* **TRY IT**
The records below must be copied in full, exactly as they read.

* **DATA FOR THIS EXERCISE**

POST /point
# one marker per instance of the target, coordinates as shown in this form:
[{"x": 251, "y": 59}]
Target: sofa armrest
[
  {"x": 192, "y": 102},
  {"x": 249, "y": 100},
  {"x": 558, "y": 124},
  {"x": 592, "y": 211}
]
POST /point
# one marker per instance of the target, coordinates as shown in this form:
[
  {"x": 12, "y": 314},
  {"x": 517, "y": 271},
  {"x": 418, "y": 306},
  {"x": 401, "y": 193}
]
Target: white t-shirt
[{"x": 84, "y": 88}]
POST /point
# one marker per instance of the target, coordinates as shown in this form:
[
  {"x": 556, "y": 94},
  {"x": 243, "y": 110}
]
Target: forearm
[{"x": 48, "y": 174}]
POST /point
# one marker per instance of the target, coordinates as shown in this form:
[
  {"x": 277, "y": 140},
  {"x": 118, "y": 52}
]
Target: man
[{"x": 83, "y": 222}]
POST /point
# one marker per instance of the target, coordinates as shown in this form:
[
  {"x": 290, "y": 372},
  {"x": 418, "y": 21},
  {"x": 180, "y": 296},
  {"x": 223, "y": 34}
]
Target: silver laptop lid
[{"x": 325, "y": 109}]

* **RESULT**
POST /point
# one marker per instance of the target, coordinates as shown in this form:
[{"x": 251, "y": 59}]
Target: sofa armrest
[
  {"x": 192, "y": 102},
  {"x": 249, "y": 100},
  {"x": 558, "y": 124},
  {"x": 592, "y": 211}
]
POST /point
# one marker per instance of the target, coordinates as shown in this form:
[
  {"x": 12, "y": 314},
  {"x": 517, "y": 271},
  {"x": 418, "y": 306},
  {"x": 401, "y": 193}
]
Target: white t-shirt
[{"x": 84, "y": 88}]
POST /point
# one marker per instance of the target, coordinates as shown in this form:
[
  {"x": 556, "y": 94},
  {"x": 243, "y": 110}
]
Target: forearm
[{"x": 48, "y": 174}]
POST /point
# one marker per instance of the target, coordinates as shown in this form:
[
  {"x": 277, "y": 140},
  {"x": 118, "y": 52}
]
Target: man
[{"x": 83, "y": 222}]
POST /point
# one marker per instance of the target, coordinates as shown in this form:
[
  {"x": 290, "y": 372},
  {"x": 418, "y": 21},
  {"x": 180, "y": 296},
  {"x": 223, "y": 34}
]
Target: silver laptop lid
[{"x": 325, "y": 109}]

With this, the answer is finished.